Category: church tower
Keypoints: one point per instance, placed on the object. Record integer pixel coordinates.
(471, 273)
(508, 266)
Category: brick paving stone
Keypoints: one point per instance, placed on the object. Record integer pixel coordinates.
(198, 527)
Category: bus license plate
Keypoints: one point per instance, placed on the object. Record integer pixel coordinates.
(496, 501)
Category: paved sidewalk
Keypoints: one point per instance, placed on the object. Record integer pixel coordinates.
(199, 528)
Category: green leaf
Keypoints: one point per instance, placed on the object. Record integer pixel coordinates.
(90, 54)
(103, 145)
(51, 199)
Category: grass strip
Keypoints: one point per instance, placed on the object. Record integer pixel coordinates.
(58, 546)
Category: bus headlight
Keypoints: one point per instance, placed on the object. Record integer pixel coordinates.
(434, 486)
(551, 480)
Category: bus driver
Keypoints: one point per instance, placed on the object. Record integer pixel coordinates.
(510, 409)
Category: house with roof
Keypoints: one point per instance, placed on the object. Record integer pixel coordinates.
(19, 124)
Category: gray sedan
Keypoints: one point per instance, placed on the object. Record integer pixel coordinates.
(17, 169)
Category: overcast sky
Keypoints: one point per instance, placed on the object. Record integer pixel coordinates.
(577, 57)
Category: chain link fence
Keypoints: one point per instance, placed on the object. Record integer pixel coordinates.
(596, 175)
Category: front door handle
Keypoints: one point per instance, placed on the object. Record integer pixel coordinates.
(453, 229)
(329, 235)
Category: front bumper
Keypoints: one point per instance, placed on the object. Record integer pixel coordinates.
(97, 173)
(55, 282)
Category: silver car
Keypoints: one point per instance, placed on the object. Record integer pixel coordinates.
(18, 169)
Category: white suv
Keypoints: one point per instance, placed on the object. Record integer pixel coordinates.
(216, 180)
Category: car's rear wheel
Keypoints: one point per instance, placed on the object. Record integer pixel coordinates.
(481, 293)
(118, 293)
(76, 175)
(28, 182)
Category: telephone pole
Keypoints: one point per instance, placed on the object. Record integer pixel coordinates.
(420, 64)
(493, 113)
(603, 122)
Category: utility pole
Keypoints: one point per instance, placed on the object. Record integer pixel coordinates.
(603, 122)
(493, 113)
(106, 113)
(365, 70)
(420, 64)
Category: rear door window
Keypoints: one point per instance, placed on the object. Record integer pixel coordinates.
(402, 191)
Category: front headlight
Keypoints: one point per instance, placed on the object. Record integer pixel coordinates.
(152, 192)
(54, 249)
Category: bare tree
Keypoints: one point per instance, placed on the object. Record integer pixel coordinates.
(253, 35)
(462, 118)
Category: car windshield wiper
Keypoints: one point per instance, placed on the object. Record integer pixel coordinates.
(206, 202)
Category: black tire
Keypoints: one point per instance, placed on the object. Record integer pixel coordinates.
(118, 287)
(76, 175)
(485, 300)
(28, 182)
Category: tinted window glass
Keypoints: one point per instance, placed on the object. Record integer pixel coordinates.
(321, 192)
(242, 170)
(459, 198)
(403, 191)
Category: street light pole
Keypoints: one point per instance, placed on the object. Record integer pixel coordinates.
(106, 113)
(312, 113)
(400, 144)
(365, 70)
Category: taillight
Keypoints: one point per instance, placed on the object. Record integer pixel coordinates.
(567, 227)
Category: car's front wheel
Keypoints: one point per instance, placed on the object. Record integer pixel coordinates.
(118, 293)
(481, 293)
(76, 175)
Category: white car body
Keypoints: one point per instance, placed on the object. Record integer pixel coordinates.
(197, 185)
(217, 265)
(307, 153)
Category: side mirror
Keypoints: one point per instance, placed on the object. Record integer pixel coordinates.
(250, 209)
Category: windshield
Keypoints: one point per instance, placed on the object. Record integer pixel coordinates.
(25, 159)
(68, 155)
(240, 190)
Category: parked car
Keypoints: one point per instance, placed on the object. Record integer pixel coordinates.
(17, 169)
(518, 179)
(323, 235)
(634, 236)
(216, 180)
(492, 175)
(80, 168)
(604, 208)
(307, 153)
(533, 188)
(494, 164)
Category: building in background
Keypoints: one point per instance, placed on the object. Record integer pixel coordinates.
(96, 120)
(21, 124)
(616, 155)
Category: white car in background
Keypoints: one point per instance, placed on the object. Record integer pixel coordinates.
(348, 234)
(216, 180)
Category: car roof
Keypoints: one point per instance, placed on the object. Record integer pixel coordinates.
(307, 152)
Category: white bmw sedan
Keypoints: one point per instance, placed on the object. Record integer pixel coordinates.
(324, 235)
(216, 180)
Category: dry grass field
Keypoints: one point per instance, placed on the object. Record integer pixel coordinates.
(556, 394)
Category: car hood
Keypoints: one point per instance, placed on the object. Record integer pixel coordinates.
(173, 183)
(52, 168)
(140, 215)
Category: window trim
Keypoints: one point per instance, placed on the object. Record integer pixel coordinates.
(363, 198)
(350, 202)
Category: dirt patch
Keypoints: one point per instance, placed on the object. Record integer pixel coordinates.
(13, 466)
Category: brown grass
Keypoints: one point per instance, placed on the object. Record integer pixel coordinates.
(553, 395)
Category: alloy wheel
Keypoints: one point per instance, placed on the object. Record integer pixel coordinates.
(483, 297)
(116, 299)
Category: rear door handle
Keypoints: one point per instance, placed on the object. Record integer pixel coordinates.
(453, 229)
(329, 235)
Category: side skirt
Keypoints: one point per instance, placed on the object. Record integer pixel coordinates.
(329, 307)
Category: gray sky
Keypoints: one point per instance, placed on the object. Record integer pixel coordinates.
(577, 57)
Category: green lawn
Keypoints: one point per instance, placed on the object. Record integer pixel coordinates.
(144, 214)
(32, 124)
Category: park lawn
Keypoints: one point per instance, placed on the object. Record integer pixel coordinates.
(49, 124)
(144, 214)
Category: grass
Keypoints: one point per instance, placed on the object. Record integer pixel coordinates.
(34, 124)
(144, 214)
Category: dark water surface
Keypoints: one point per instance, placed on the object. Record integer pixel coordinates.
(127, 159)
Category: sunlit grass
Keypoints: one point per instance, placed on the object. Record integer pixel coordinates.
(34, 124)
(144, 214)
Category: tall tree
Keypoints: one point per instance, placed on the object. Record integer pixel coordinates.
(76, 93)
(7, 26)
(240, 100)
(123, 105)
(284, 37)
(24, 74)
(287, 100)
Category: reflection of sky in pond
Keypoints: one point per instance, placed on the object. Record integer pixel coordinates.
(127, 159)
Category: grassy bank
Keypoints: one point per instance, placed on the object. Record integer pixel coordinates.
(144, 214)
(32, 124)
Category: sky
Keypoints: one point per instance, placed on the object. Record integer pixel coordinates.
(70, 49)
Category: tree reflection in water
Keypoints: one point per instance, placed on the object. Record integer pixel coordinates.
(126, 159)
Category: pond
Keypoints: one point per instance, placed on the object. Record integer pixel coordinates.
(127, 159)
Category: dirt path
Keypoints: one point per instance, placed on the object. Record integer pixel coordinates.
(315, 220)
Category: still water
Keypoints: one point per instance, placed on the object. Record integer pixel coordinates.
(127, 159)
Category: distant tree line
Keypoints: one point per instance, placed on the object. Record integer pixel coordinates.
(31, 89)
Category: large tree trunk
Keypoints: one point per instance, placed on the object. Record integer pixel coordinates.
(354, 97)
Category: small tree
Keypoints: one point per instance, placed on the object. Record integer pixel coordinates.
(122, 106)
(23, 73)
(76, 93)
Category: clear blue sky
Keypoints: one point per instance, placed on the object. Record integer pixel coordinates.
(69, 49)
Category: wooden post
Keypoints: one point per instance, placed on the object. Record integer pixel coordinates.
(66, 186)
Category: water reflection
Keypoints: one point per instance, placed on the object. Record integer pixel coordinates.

━━━━━━━━━━

Every line above should be retyped exactly as given.

Category: church tower
Keypoints: one point per instance, placed on the object. Record integer pixel coordinates.
(471, 273)
(508, 266)
Category: brick paving stone
Keypoints: one point per instance, placed on the object. Record integer pixel coordinates.
(198, 527)
Category: bus license plate
Keypoints: one point per instance, placed on the object. Record integer pixel coordinates.
(496, 501)
Category: paved sidewalk
Keypoints: one point per instance, placed on the object. Record integer pixel coordinates.
(199, 528)
Category: green leaf
Keypoints: one point per instance, placed on the object. Record integer pixel coordinates.
(90, 54)
(103, 145)
(51, 199)
Category: grass strip
Keypoints: one point per instance, placed on the object. Record integer pixel coordinates.
(58, 546)
Category: bus headlight
Keypoints: one point per instance, placed on the object. Record integer pixel coordinates.
(434, 486)
(551, 480)
Category: bus driver
Keypoints: one point per instance, placed on the object. Record integer pixel coordinates.
(510, 409)
Category: house with roof
Keypoints: one point per instance, placed on the object. Record integer pixel coordinates.
(19, 124)
Category: gray sedan
Keypoints: one point per instance, placed on the object. Record integer pixel coordinates.
(17, 169)
Category: overcast sky
Keypoints: one point per instance, placed on the object. Record integer pixel coordinates.
(577, 57)
Category: chain link fence
Keypoints: one point per instance, placed on the object. Record integer pixel coordinates.
(596, 175)
Category: front door handle
Keypoints: one point per instance, placed on the object. Record integer pixel coordinates.
(453, 229)
(329, 235)
Category: front bumper
Keypoints: one point per instance, placed on the object. Record integer pixel coordinates.
(97, 173)
(55, 282)
Category: silver car
Keypoints: one point per instance, placed on the object. Record integer pixel coordinates.
(18, 169)
Category: white suv
Keypoints: one point per instance, placed on the object. Record integer pixel coordinates.
(216, 180)
Category: car's rear wheel
Keypoints: one point per instance, placed on the object. Record integer pixel coordinates.
(481, 293)
(118, 293)
(76, 175)
(28, 182)
Category: telephone pole
Keypoints: one point per instance, placed on the object. Record integer pixel coordinates.
(420, 64)
(493, 113)
(603, 122)
Category: utility pole
Keypoints: one point per instance, placed on the object. Record integer pixel coordinates.
(603, 122)
(493, 113)
(106, 113)
(365, 70)
(420, 64)
Category: rear door window
Keypoints: one point per instance, placed on the object. Record integer pixel coordinates.
(402, 191)
Category: front headlight
Keypoints: one point per instance, placed on the object. Record integer pixel coordinates.
(152, 192)
(54, 249)
Category: bare tree
Keypoints: one point per instance, placed on the object. Record integer pixel coordinates.
(253, 35)
(462, 118)
Category: car windshield wiper
Keypoints: one point per instance, placed on the object. Record integer pixel coordinates.
(206, 202)
Category: black tire
Keypoints: one point per instance, placed on the object. Record integer pixel coordinates.
(118, 287)
(76, 175)
(485, 300)
(28, 182)
Category: tinted window glass
Keypoints: one point per instance, placed on the object. Record integer pixel coordinates.
(321, 192)
(242, 170)
(459, 198)
(403, 191)
Category: street light pole
Keypoints: one point per instance, placed on the object. Record integer pixel coordinates.
(106, 113)
(312, 113)
(400, 144)
(365, 70)
Category: taillight
Keypoints: one point per instance, placed on the object. Record integer pixel coordinates.
(567, 227)
Category: car's front wheel
Keypoints: one point per instance, placed on the object. Record integer pixel coordinates.
(118, 293)
(481, 293)
(76, 175)
Category: white car body
Keypoints: one point per instance, placed on the object. Record integer pixel coordinates.
(197, 185)
(217, 265)
(307, 153)
Category: side mirror
Keypoints: one point per instance, placed on the object. Record integer pixel coordinates.
(250, 209)
Category: windshield
Keypoints: one point per instance, placed on the object. Record integer pixel coordinates.
(25, 159)
(68, 155)
(240, 190)
Category: parked car
Keypoints: one point per instance, placed on the object. Record integer pixel coordinates.
(17, 169)
(518, 179)
(323, 235)
(634, 236)
(216, 180)
(492, 175)
(80, 168)
(604, 208)
(307, 153)
(533, 188)
(494, 164)
Category: building in background
Keypoints: one point per instance, placed on the object. Record integer pixel coordinates.
(96, 120)
(21, 124)
(616, 155)
Category: white car in background
Keypoints: one point per instance, placed on the object. Record integer pixel coordinates.
(348, 234)
(216, 180)
Category: car roof
Keypoints: one point per instance, placed on the object. Record integer pixel coordinates.
(307, 152)
Category: white bmw sedan
Keypoints: one point per instance, placed on the object. Record integer pixel coordinates.
(324, 235)
(216, 180)
Category: dry grass field
Keypoints: one point per instance, placed on the object. Record integer pixel coordinates.
(556, 394)
Category: car hood
Keypoints: one point per instance, placed on the object. Record integer pixel coordinates.
(173, 183)
(52, 168)
(140, 215)
Category: window trim
Keypoints: one point per instance, placed on the object. Record integer pixel coordinates.
(363, 198)
(350, 202)
Category: dirt patch
Keypoints: one point per instance, placed on the object. Record integer pixel coordinates.
(13, 466)
Category: brown grass
Keypoints: one point per instance, placed on the object. Record integer pixel coordinates.
(553, 395)
Category: alloy wheel
Keypoints: one point per instance, placed on the object. Record integer pixel coordinates.
(483, 297)
(116, 299)
Category: rear door handle
Keypoints: one point per instance, placed on the object. Record integer pixel coordinates.
(453, 229)
(329, 235)
Category: side skirt
Keypoints: one point per instance, placed on the object. Record integer pixel coordinates.
(329, 307)
Category: gray sky
Keypoints: one point per instance, placed on the object. Record integer pixel coordinates.
(577, 57)
Category: green lawn
Keypoints: one point per instance, placed on the object. Record integer pixel coordinates.
(144, 214)
(32, 124)
Category: park lawn
Keypoints: one point per instance, placed on the object. Record integer pixel coordinates.
(49, 124)
(144, 214)
Category: grass
Keypoints: one point per instance, placed on the object. Record integer pixel coordinates.
(34, 124)
(144, 214)
Category: dark water surface
Keypoints: one point per instance, placed on the object. Record integer pixel coordinates.
(127, 159)
Category: sunlit grass
Keypoints: one point per instance, placed on the object. Record integer pixel coordinates.
(34, 124)
(144, 214)
Category: tall tree
Keypoints: one point per instance, placed on the object. Record integer pixel coordinates.
(76, 93)
(7, 26)
(240, 100)
(123, 105)
(284, 37)
(24, 74)
(287, 100)
Category: reflection of sky in pond
Keypoints: one point per instance, placed on the object. Record integer pixel coordinates.
(127, 159)
Category: grassy bank
Keypoints: one point per instance, placed on the object. Record integer pixel coordinates.
(144, 214)
(32, 124)
Category: sky
Keypoints: one point per instance, placed on the object. Record integer pixel coordinates.
(70, 49)
Category: tree reflection in water
Keypoints: one point per instance, placed on the object. Record integer pixel coordinates.
(126, 159)
Category: pond
Keypoints: one point per instance, placed on the object. Record integer pixel coordinates.
(127, 159)
Category: dirt path
Keypoints: one point per instance, placed on the object. Record integer pixel coordinates.
(315, 220)
Category: still water
Keypoints: one point per instance, placed on the object. Record integer pixel coordinates.
(127, 159)
Category: distant tree line
Keypoints: one point per instance, placed on the object. Record integer pixel coordinates.
(31, 89)
Category: large tree trunk
Keypoints: one point per instance, placed on the object. Record integer pixel coordinates.
(354, 97)
Category: small tree
Keypoints: one point per instance, placed on the object. Record integer pixel coordinates.
(122, 106)
(23, 73)
(76, 93)
Category: clear blue sky
Keypoints: one point per instance, placed on the object. Record integer pixel coordinates.
(69, 49)
Category: wooden post
Keypoints: one point per instance, placed on the object. Record integer pixel coordinates.
(66, 186)
Category: water reflection
Keypoints: one point per instance, placed on the object. Record integer pixel coordinates.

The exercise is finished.